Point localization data
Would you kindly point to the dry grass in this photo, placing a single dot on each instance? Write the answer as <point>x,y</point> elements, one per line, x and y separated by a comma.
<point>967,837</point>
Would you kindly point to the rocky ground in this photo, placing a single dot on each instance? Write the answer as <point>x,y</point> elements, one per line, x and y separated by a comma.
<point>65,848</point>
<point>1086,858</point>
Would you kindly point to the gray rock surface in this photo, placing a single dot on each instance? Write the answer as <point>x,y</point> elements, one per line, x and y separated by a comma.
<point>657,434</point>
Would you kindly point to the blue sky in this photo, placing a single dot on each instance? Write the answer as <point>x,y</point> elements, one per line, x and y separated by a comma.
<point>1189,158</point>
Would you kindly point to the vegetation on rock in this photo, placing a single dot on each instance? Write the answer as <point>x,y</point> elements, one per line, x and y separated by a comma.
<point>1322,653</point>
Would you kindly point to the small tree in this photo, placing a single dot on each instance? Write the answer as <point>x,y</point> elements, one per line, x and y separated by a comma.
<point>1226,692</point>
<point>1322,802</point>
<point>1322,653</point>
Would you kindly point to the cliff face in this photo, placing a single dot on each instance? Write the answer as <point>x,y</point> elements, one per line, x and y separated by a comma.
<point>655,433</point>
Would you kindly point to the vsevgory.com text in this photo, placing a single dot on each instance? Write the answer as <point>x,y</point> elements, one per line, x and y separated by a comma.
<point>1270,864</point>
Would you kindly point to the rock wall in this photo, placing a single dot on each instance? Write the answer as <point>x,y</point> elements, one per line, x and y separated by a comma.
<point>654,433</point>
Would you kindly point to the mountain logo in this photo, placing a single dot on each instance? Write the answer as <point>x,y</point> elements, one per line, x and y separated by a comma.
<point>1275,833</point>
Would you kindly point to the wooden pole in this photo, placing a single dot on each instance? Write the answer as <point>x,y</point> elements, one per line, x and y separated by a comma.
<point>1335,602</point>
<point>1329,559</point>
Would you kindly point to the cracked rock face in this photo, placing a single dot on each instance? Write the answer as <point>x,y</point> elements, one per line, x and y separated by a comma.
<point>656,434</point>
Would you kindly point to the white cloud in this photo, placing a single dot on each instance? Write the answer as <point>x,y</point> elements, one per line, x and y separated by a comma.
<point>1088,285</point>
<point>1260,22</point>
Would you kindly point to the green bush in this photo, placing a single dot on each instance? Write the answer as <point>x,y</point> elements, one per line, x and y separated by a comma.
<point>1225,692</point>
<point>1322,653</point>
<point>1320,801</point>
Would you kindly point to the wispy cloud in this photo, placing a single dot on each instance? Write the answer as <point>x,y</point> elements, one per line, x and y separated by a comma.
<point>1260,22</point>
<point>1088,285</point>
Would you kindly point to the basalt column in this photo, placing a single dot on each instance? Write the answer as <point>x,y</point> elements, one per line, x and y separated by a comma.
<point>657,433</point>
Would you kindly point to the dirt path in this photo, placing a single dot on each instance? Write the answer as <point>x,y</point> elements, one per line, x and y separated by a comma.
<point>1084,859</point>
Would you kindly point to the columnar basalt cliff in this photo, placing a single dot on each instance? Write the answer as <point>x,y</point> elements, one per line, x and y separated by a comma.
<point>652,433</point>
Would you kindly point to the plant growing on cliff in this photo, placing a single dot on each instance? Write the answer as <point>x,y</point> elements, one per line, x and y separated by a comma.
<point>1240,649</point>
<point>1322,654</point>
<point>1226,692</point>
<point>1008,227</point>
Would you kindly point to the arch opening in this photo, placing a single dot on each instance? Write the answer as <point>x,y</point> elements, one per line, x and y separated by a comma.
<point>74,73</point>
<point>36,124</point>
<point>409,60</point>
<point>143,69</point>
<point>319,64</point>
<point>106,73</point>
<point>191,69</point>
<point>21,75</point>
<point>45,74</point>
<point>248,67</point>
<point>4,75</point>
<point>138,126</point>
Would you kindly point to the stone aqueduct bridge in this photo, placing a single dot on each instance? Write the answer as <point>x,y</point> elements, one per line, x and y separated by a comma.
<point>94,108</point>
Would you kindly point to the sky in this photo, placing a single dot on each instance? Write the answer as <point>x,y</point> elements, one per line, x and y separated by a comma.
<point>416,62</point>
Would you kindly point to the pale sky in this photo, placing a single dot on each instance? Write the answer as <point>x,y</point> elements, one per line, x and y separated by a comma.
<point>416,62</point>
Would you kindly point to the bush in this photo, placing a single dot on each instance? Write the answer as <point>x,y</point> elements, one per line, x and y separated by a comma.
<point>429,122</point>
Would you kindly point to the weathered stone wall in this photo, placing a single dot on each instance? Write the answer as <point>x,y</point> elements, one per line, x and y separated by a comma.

What you need to do
Your answer should be the records above, set down exactly.

Answer for this exercise
Would you kindly point to the dry grass in this photo, placing a single dot on each instance? Write the answer as <point>x,y</point> elements, one per line, x and y separated by a comma.
<point>967,837</point>
Would you kindly point to the rocky ground in this photo, placing a single dot on each instance? Write the answer as <point>x,y</point> elements, one per line, x and y separated by a comma.
<point>65,848</point>
<point>1086,858</point>
Would you kindly point to the gray rock surface in this photo, placing a single dot on each instance? Write the answer as <point>x,y</point> elements, one per line, x and y separated by a comma.
<point>657,434</point>
Would you kindly point to the blue sky in this photo, placing a single dot on each instance? Write the answer as <point>x,y</point> elements, one per line, x and y separated by a comma.
<point>1189,158</point>
Would you kindly point to the vegetation on rock in this photo, placing a single dot on each instance? Write the answer as <point>x,y</point> elements, one per line, x and y separated by a comma.
<point>1322,653</point>
Would you kindly point to the small tree in this photo, placing a single dot on each instance? Write the answer as <point>x,y</point> elements, one per line, x and y separated by a comma.
<point>1226,692</point>
<point>1322,802</point>
<point>1322,653</point>
Would you kindly point to the cliff face in this photo, placing a single dot on each instance? Write the answer as <point>x,y</point> elements, one per line, x and y separated by a comma.
<point>655,433</point>
Would you kindly point to the vsevgory.com text in this photo, placing a single dot on each instance? Write the answer as <point>x,y</point> elements, one per line, x and y separated by a comma.
<point>1270,864</point>
Would you kindly point to the rock wall in this photo, placing a single dot on each instance? Write the answer as <point>x,y</point> elements, one per line, x and y separated by a comma.
<point>654,433</point>
Would you kindly point to the mountain logo in this photo, placing a single dot on each instance? Write the answer as <point>x,y</point> elements, one per line, x and y separated by a comma.
<point>1275,833</point>
Would you kindly point to the wooden pole in this photo, placing a single dot on each instance? Write the answer as <point>x,y</point> elements, one per line, x and y separated by a comma.
<point>1335,602</point>
<point>1329,559</point>
Would you kindly point to the cracked rock face in this photo, placing a single dot on each instance? Write the answer as <point>x,y</point> elements, one per line, x and y separated by a comma.
<point>656,434</point>
Would you kindly point to the white cloud in this photo, placing a single dot on each instance? Write the answer as <point>x,y</point> elements, one per line, x and y separated by a comma.
<point>1088,285</point>
<point>1260,22</point>
Would you kindly point to the green bush in this photo, placing a single dot on each instance? Write the answer as <point>x,y</point> elements, one per line, x and y separated by a comma.
<point>1225,692</point>
<point>1322,653</point>
<point>1320,801</point>
Would you kindly point to the wispy cloud in this photo, placing a single dot on each instance? Write the answer as <point>x,y</point> elements, one per line, x and y separated by a comma.
<point>1260,22</point>
<point>1088,285</point>
Would you kindly point to the basalt column in this photo, placing a single dot on each instance? Write the answer as <point>x,y</point> elements, one per line, x and y separated by a comma.
<point>657,433</point>
Would you kindly point to the dirt path in this photo, placing a single dot on each instance? Write the answer as <point>x,y</point> elements, one per line, x and y separated by a comma.
<point>1084,859</point>
Would you kindly point to the columnar basalt cliff in this photo, placing a single dot on each instance? Write the answer as <point>x,y</point> elements, one per line, x and y separated by a comma.
<point>652,433</point>
Would you kindly point to the plant growing on cliff in this photo, placing a single dot on each instance? Write the answer as <point>x,y</point> elements, one per line, x and y separated by a comma.
<point>1240,649</point>
<point>1322,654</point>
<point>1226,692</point>
<point>1008,227</point>
Would you kindly point to the arch opening in this photo, placing a single dot on each instance? Write the answer as <point>x,y</point> elements, one per line, x and y separated by a comma.
<point>74,73</point>
<point>36,124</point>
<point>409,60</point>
<point>143,69</point>
<point>319,64</point>
<point>106,73</point>
<point>191,69</point>
<point>21,75</point>
<point>45,74</point>
<point>248,67</point>
<point>4,75</point>
<point>138,126</point>
Would you kindly point to the stone aqueduct bridge in this photo, placing a single dot on each instance? Write the answer as <point>x,y</point> elements, one per line, x and y separated by a comma.
<point>94,108</point>
Would you kindly point to the sky in this photo, placing a single dot on each instance? Write the answer as <point>x,y</point> elements, one per line, x and y separated by a comma.
<point>416,62</point>
Would you kindly point to the pale sky in this photo, placing a single dot on each instance? Write the answer as <point>x,y</point> elements, one per line, x and y separated by a comma.
<point>416,62</point>
Would you kindly point to the bush in this photo, placing a single dot on each instance? Write the answer as <point>x,y</point> elements, one per line, x and y separated by a comma.
<point>429,122</point>
Would you kindly point to the weathered stone wall in this photo, placing a single dot on each instance? Write the answer as <point>x,y</point> elements, one per line, x and y separated by a comma.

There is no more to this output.